- Text excerpt -
============

The illegal Israeli outpost of Avigayil in the West Bank.Credit: Tomer Appelbaum
A photo of Dr. Zvi Bar'el.
Zvi Bar'el

The government’s response, so far at least, has been reserved in the face of 11 Israeli deaths in terrorist attacks last month. There has been no broad military operation akin to Guardian of the Walls aimed at Gaza or Jenin. The Shin Bet has engaged in “soul searching,” and the cabinet has convened on a few occasions, but the Muslim holy month of Ramadan has become an effective brake on the kind of vengeful rampage that in the past led to showcase operations that achieved nothing. Nor has anyone demanded the erection of new outposts, neighborhoods or towns to show “an appropriate Zionist response” to the murders.

One can easily imagine what would have happened if these attacks had taken place in the territories. For each person murdered, an illegal outpost would have been established – 10 to be exact because the one Arab victim, Amir Khoury, who saved lives, would not have merited such a response. Thousands of settlers, carrying their children and belongings (the settlers are always alert and ready to pounce and stake pegs on one of the holy hills whenever there is a terrorist attack) would have packed the roads on their way to a settlement celebration. Their leaders and emissaries would have immediately submitted demands to whitewash and regularize the illegal outposts. The army would have acted to block them and then protect the trespassers until the government decided what to do. The settlers know full well how to respond to terrorist attacks.

One can also imagine the government’s response had the Be’er Sheva, Hadera or Bnei Brak municipalities demanded that it enlarge their municipal boundaries or approve a budget to cover the construction of a school or street named after the victims. None of those municipalities would have dared to move a tractor before the necessary authorizations and budgets came through.

============

- Work request A -
In the commentary on the government's response to last month's attacks, why would the imagined settler reaction have produced 10 outposts rather than 11?
- Work request B -
Answer these from the commentary on the government's response to last month's attacks:
(i) How many Israeli deaths in terrorist attacks occurred last month?
(ii) Which Muslim holy month has acted as a brake on a vengeful response?
(iii) Which three municipalities are named?

- Extracted records -
============

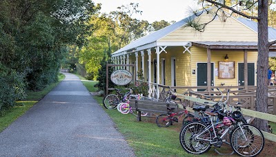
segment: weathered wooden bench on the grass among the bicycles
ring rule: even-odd
[[[149,100],[131,100],[130,107],[132,111],[137,111],[137,120],[141,121],[141,111],[148,113],[168,113],[167,107],[174,107],[172,112],[177,112],[179,110],[178,105],[175,103],[168,102],[157,102]]]

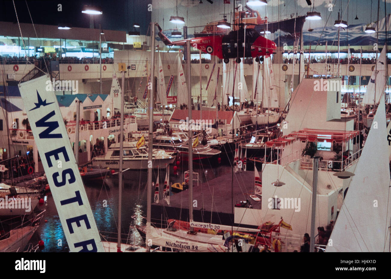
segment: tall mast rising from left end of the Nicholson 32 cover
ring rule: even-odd
[[[153,134],[153,94],[155,81],[155,23],[151,22],[151,90],[149,91],[148,112],[149,112],[149,132],[148,132],[148,164],[152,163],[152,134]],[[148,82],[147,82],[148,83]],[[152,168],[148,168],[147,178],[147,230],[151,226],[151,196],[152,196]],[[147,245],[147,252],[150,251]]]

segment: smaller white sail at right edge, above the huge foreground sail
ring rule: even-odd
[[[373,105],[375,103],[375,95],[376,95],[376,103],[378,104],[380,101],[380,96],[382,96],[384,86],[386,85],[386,46],[383,47],[379,59],[377,60],[376,76],[375,76],[376,74],[375,69],[376,67],[372,71],[371,78],[369,79],[368,86],[364,94],[364,98],[362,99],[362,103],[366,105]],[[375,82],[376,78],[377,80]],[[375,88],[375,83],[376,83],[376,88]]]

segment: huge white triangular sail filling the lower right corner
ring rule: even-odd
[[[377,127],[374,127],[377,125]],[[326,252],[389,252],[391,198],[384,98],[341,206]]]

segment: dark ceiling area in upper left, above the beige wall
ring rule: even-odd
[[[148,11],[148,1],[145,0],[112,0],[112,1],[14,1],[19,22],[58,25],[59,23],[72,24],[74,27],[90,27],[90,15],[81,13],[83,5],[96,5],[102,8],[103,14],[95,15],[95,28],[99,24],[103,29],[131,31],[133,22],[140,24],[141,34],[146,34],[151,12]],[[58,11],[58,4],[62,11]],[[17,22],[13,1],[0,1],[0,21]],[[0,27],[1,29],[1,27]]]

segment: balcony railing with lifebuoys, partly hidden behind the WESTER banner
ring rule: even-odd
[[[71,124],[66,125],[66,131],[68,134],[73,134],[76,129],[76,121],[70,121]],[[135,116],[126,116],[124,118],[124,125],[136,123]],[[101,120],[101,121],[80,121],[79,131],[94,131],[101,129],[108,129],[112,127],[120,127],[121,119],[109,119],[109,120]],[[31,130],[25,129],[9,129],[10,136],[13,139],[34,139]]]

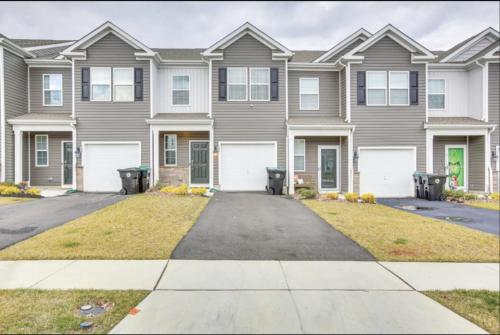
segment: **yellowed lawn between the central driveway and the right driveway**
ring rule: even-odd
[[[383,205],[304,200],[382,261],[498,262],[500,239]]]

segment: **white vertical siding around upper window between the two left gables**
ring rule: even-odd
[[[172,77],[189,75],[189,106],[172,105]],[[208,68],[167,67],[158,71],[158,113],[208,113]]]

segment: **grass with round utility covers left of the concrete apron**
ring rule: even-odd
[[[0,334],[105,334],[149,291],[41,291],[0,290]],[[80,306],[111,303],[104,314],[87,318],[78,314]],[[80,323],[92,321],[90,330]]]

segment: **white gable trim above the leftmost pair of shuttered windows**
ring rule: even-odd
[[[73,43],[68,48],[64,49],[61,54],[64,56],[85,56],[85,52],[78,51],[80,49],[86,49],[95,42],[99,41],[101,38],[108,34],[114,34],[118,38],[122,39],[124,42],[129,44],[134,49],[138,50],[135,53],[136,56],[145,56],[145,57],[153,57],[155,56],[155,52],[148,48],[143,43],[139,42],[137,39],[129,35],[124,30],[120,29],[115,24],[107,21],[104,24],[100,25],[75,43]]]

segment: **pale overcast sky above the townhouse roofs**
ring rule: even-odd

============

- Task output A -
The settlers would have set up one outpost for each person murdered, but the one Arab victim, Amir Khoury, would not have merited such a response. That leaves 10 of the 11 deaths.

- Task output B -
(i) 11
(ii) Ramadan
(iii) Be'er Sheva, Hadera and Bnei Brak